Lines of data
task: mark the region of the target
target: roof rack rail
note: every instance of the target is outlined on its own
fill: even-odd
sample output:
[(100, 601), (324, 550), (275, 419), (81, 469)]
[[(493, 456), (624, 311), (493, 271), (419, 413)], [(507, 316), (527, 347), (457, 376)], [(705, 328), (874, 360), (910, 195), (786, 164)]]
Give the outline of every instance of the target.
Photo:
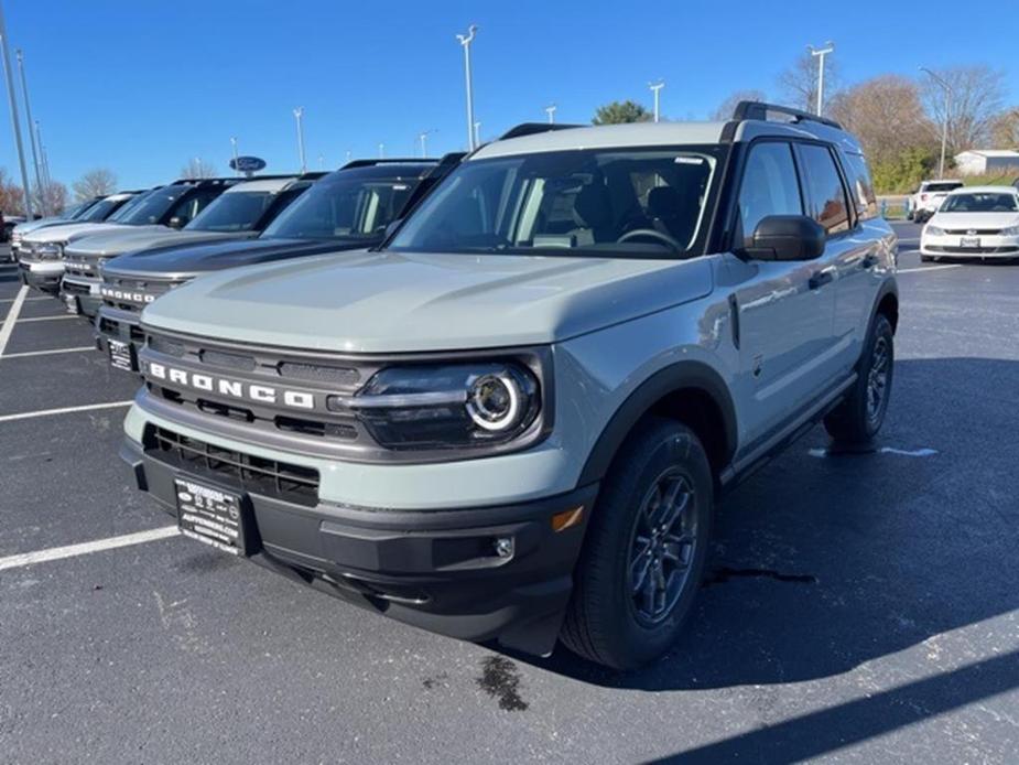
[(430, 164), (432, 162), (438, 162), (438, 160), (434, 157), (387, 157), (377, 160), (350, 160), (347, 164), (342, 165), (340, 170), (349, 170), (350, 168), (372, 168), (377, 164)]
[(523, 136), (533, 136), (540, 132), (549, 132), (550, 130), (572, 130), (573, 128), (583, 128), (587, 127), (584, 125), (570, 125), (568, 122), (521, 122), (520, 125), (510, 128), (505, 133), (497, 138), (497, 141), (505, 141), (509, 138), (521, 138)]
[(802, 109), (794, 109), (791, 106), (781, 106), (779, 104), (766, 104), (765, 101), (739, 101), (736, 105), (736, 108), (733, 110), (733, 119), (742, 120), (742, 119), (760, 119), (765, 121), (778, 121), (769, 120), (768, 115), (785, 115), (787, 117), (792, 117), (787, 122), (820, 122), (821, 125), (826, 125), (830, 128), (835, 128), (836, 130), (843, 130), (842, 125), (836, 122), (834, 119), (828, 119), (827, 117), (820, 117), (817, 115), (812, 115), (809, 111), (803, 111)]

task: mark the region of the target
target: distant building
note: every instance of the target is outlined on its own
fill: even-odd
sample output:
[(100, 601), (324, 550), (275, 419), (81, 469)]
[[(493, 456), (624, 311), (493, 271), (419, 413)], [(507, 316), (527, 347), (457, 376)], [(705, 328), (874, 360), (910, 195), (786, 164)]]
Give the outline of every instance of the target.
[(955, 155), (955, 166), (963, 175), (1015, 172), (1019, 175), (1019, 151), (987, 149), (963, 151)]

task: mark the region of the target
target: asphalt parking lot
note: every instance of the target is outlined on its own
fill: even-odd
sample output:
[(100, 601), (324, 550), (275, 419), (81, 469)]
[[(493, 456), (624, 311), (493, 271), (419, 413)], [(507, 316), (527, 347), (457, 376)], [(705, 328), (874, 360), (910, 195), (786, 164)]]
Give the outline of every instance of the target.
[(734, 493), (692, 627), (630, 675), (171, 536), (117, 459), (135, 380), (4, 262), (0, 761), (1016, 762), (1019, 265), (921, 263), (897, 228), (878, 450), (827, 455), (815, 429)]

• THE PROBLEM: Copy out every line of the entries above, from the start of the entries through the line that contains "149), (963, 151)]". Shift each coordinate in the answer outlines up by 150, keep the sample outputs unchanged, and leave out the pictures.

• TASK OUTPUT:
task: mark the region of the target
target: roof rack rail
note: every instance of the target is outlined on its own
fill: even-odd
sample output:
[(100, 601), (324, 550), (275, 419), (81, 469)]
[[(493, 456), (624, 311), (493, 271), (419, 413)], [(507, 316), (527, 347), (457, 376)], [(705, 328), (874, 360), (910, 195), (786, 164)]]
Give the outline of every instance of the target.
Photo:
[(580, 314), (582, 312), (588, 312), (588, 310), (584, 307), (537, 307), (527, 310), (500, 310), (497, 314), (492, 315), (490, 320), (499, 320), (500, 318), (522, 318), (527, 314)]
[(673, 286), (683, 286), (690, 282), (699, 282), (700, 280), (722, 280), (723, 278), (733, 278), (737, 277), (734, 275), (720, 275), (718, 272), (671, 272), (670, 275), (660, 278), (655, 283), (647, 288), (647, 291), (655, 291), (659, 288), (671, 288)]
[(952, 259), (944, 259), (941, 256), (931, 256), (929, 254), (916, 254), (915, 251), (889, 251), (886, 255), (886, 258), (883, 260), (883, 269), (892, 270), (892, 269), (910, 269), (915, 271), (928, 271), (919, 270), (918, 265), (935, 265), (937, 267), (942, 267), (937, 272), (970, 272), (971, 275), (976, 275), (980, 278), (985, 278), (986, 280), (993, 280), (992, 275), (986, 272), (984, 269), (978, 269), (977, 267), (970, 267), (967, 265), (962, 265), (959, 261), (953, 261)]

task: mark the region of the target
target: distant building
note: every instance of the target is outlined on its own
fill: even-odd
sample output:
[(100, 601), (324, 550), (275, 419), (81, 469)]
[[(493, 456), (624, 311), (493, 271), (419, 413)], [(507, 316), (527, 347), (457, 376)], [(705, 328), (874, 360), (910, 195), (786, 164)]]
Give the outline of every instance of the target.
[(1105, 305), (1105, 316), (1113, 325), (1165, 322), (1169, 325), (1169, 301), (1137, 299), (1113, 301)]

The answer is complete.